**WORKING DATA:**
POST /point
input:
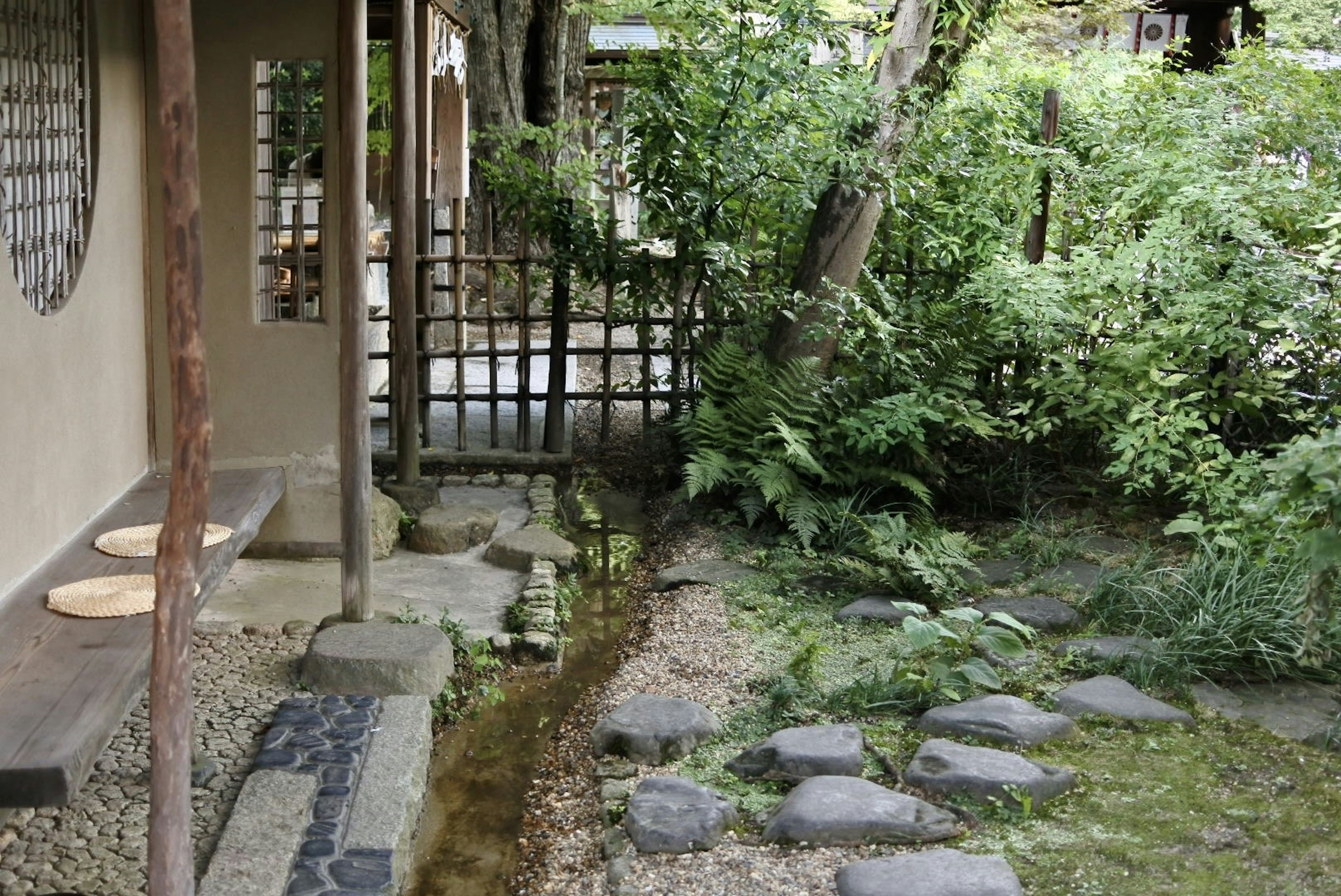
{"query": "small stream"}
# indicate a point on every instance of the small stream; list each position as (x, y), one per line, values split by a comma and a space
(482, 770)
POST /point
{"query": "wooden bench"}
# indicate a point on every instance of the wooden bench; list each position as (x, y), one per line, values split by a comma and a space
(67, 683)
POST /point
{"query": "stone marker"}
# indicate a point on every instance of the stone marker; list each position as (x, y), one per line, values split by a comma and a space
(1042, 614)
(945, 768)
(521, 548)
(379, 660)
(654, 730)
(453, 529)
(1001, 718)
(1107, 648)
(796, 754)
(1111, 695)
(934, 872)
(875, 605)
(710, 572)
(676, 816)
(836, 811)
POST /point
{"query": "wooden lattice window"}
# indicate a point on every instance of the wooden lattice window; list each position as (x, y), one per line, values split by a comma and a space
(290, 175)
(46, 127)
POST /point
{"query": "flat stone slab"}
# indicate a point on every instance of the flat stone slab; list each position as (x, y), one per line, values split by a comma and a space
(878, 607)
(1042, 614)
(837, 811)
(1072, 575)
(1001, 718)
(946, 768)
(676, 816)
(521, 548)
(1107, 648)
(796, 754)
(654, 730)
(1297, 710)
(1001, 572)
(451, 529)
(1111, 695)
(711, 572)
(934, 872)
(379, 660)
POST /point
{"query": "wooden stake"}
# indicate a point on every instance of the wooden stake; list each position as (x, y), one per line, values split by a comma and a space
(356, 471)
(171, 867)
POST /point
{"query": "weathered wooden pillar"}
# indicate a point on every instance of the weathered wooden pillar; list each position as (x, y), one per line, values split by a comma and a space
(171, 867)
(404, 249)
(356, 471)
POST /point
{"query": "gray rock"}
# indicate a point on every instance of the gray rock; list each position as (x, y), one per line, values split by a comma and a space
(415, 498)
(946, 768)
(1111, 695)
(523, 546)
(1042, 614)
(676, 816)
(934, 872)
(711, 572)
(1107, 648)
(453, 529)
(1072, 575)
(837, 811)
(878, 605)
(379, 660)
(796, 754)
(1001, 718)
(387, 525)
(1002, 572)
(652, 730)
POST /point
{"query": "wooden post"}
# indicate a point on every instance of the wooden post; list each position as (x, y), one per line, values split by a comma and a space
(1037, 238)
(404, 250)
(356, 470)
(171, 867)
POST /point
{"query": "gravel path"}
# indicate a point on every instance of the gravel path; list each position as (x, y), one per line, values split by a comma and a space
(98, 845)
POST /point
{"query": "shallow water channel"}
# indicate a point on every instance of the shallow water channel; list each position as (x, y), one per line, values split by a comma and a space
(482, 770)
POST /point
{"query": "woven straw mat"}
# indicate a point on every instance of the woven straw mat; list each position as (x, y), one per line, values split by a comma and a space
(142, 541)
(107, 596)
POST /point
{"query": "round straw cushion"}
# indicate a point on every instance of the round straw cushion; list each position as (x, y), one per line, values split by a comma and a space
(142, 541)
(105, 596)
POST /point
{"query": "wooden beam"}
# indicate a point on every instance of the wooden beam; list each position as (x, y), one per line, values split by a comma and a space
(356, 459)
(404, 249)
(171, 868)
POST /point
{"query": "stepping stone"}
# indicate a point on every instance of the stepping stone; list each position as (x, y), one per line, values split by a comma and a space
(654, 730)
(875, 605)
(379, 660)
(453, 529)
(945, 768)
(1072, 575)
(837, 811)
(1111, 695)
(934, 872)
(676, 816)
(796, 754)
(1042, 614)
(711, 572)
(1002, 572)
(521, 548)
(1001, 718)
(1108, 648)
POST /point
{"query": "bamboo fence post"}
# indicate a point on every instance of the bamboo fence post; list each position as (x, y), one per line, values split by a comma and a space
(356, 471)
(171, 867)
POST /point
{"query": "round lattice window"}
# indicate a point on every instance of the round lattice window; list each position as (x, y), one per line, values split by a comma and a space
(46, 133)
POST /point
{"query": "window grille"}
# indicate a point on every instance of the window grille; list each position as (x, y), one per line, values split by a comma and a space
(46, 179)
(290, 210)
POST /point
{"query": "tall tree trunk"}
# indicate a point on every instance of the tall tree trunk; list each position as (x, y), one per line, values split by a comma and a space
(915, 69)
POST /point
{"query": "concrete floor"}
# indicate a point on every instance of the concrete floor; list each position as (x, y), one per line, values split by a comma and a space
(463, 585)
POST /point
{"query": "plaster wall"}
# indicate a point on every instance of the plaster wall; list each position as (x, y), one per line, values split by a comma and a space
(74, 428)
(274, 387)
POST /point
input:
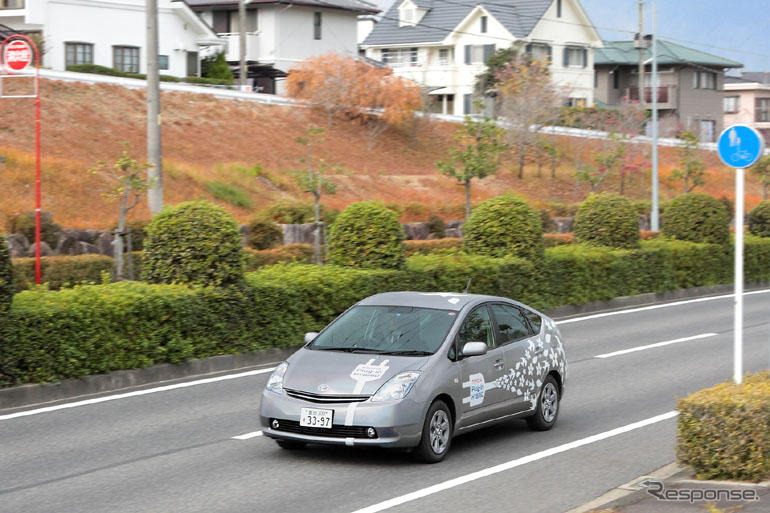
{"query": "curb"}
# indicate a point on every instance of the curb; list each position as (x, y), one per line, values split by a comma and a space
(28, 395)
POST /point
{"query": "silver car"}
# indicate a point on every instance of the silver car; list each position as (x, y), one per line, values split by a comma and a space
(410, 369)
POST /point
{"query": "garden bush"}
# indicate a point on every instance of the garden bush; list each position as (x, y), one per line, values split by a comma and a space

**WHAT YOU ARE ASKED TO DO:**
Transcribe everything above exactly. Do not include the pictures.

**ANSWER SPACE:**
POST /point
input:
{"query": "small stream"}
# indicate a point on every instance of the small stream; list each position as (x, y), one per line, values split by a comma and a space
(482, 770)
POST /point
{"query": "wooden bench"}
# indicate a point on every instance of the wooden bench; list each position as (x, y), one per line, values split by a comma and a space
(67, 683)
POST /point
{"query": "stone marker"}
# indicate a point on every instance of the stone marker; list each position as (x, y), one per line, values split by a comma and a space
(1042, 614)
(945, 768)
(521, 548)
(379, 660)
(654, 730)
(453, 529)
(1001, 718)
(1107, 648)
(796, 754)
(1111, 695)
(934, 872)
(875, 605)
(710, 572)
(676, 816)
(836, 811)
POST /point
{"query": "wooden lattice window"}
# indicate a point on every instance of the wooden lattice window; list each position as (x, y), one per line, values split by a comma and a space
(290, 175)
(46, 127)
POST /point
{"query": "flat stone slab"}
# indicate a point on every instance of the flat stone slab; list each position as (x, y), one per line, values split by a comma and a space
(878, 607)
(1042, 614)
(837, 811)
(1072, 575)
(1001, 718)
(946, 768)
(676, 816)
(521, 548)
(1107, 648)
(796, 754)
(654, 730)
(1297, 710)
(1001, 572)
(451, 529)
(1111, 695)
(711, 572)
(934, 872)
(379, 660)
POST /point
{"query": "wooden stake"}
# indicate a point on every instance of the wooden stake; list each position as (x, y), one per line, values split by a comma and a space
(356, 471)
(171, 867)
POST /point
{"query": "weathered wooden pillar"}
# indicate a point on every instance of the weathered wooden pillar; list each position as (x, y), one per line, values split by a comma and a space
(171, 867)
(404, 249)
(356, 471)
POST /point
{"query": "gray rock"}
# indicate a point on every instance of the gray rock; list each position as (x, y), one per line, values split by a comma and a space
(415, 498)
(946, 768)
(1111, 695)
(523, 546)
(1042, 614)
(676, 816)
(934, 872)
(711, 572)
(1107, 648)
(453, 529)
(1072, 575)
(837, 811)
(878, 605)
(379, 660)
(796, 754)
(1001, 718)
(387, 525)
(1002, 572)
(652, 730)
POST /point
{"query": "wooden post"}
# indicate a point on every instance of the wooden post; list each position as (x, y), one per line, values split by a comma and a space
(1037, 238)
(404, 250)
(356, 470)
(171, 867)
POST /point
{"query": "gravel path"}
# indicate a point on every instance of the gravel path; list each position as (x, y), one per line, values split by a comma and a space
(98, 845)
POST /point
{"query": "shallow water channel"}
# indicate a point on every instance of the shallow water channel; list each position as (x, y), one per line, values split by a comma and a space
(482, 770)
POST /point
{"query": "woven straw mat"}
# indicate a point on every instance of the woven straw mat; list each position as (x, y), one per line, values split by a comma and a space
(142, 541)
(107, 596)
POST /point
{"query": "round straw cushion"}
# indicate a point on every instance of the round straw cushion; list each position as (x, y), one per line, values split by a comma and a space
(142, 541)
(105, 596)
POST /point
{"query": "wooden beam"}
# indicate a point on every instance of the wooden beam; list each position as (x, y), one per line, values split by a comma and a space
(356, 459)
(404, 249)
(171, 868)
POST /point
{"query": "stepping stone"}
# indicate a point on every instance of the stepping stone; list each position as (x, y), one per line, values split by a comma and a space
(654, 730)
(875, 605)
(379, 660)
(453, 529)
(945, 768)
(1072, 575)
(837, 811)
(1111, 695)
(934, 872)
(676, 816)
(796, 754)
(1042, 614)
(711, 572)
(1002, 572)
(521, 548)
(1001, 718)
(1108, 648)
POST /point
{"query": "bamboo fence post"}
# indicate a point on every instance of the bamboo fence post; list each position as (x, y), one per line, values split by a comma and a space
(356, 471)
(171, 867)
POST /point
{"query": "round lattice window"}
# indicate a point on every instance of the round lattice window; list each position as (x, y), one per line, values split by a comma and a space
(46, 133)
POST /point
{"query": "window grille"}
# indicate a point on every instance of the window grille; list each position as (x, y), one per line, values split by a comma and a space
(46, 179)
(290, 210)
POST /point
{"query": "tall tree trunk"}
# indicate a point on every instance of the tall tree trunk; list each position as (x, y), one per line, values split by a comma and a space
(915, 69)
POST /point
{"query": "concrete floor"}
# indicate a point on every instance of the concrete floor; list each position as (x, y), one per line, values split by a comma and a space
(463, 585)
POST /point
{"query": "plaster wall"}
# indicate a point on every instance of the plaster wall; list each position as (x, y), one per line, values split by a comma and a space
(74, 428)
(274, 387)
POST /point
input:
{"query": "curb"}
# indicate a point on every instance of the curb; list each position as (x, y), one per line, values split by a comma and a space
(28, 395)
POST /point
{"query": "silver car"}
# indicate a point on every instance of the silver car; list each position as (x, y), one per line, values split by a comma and a space
(410, 369)
POST /point
{"query": "garden bush"}
# indicate a point on every instance of the garden bush; list each position as (x, y), one per line, values split by a comma and a space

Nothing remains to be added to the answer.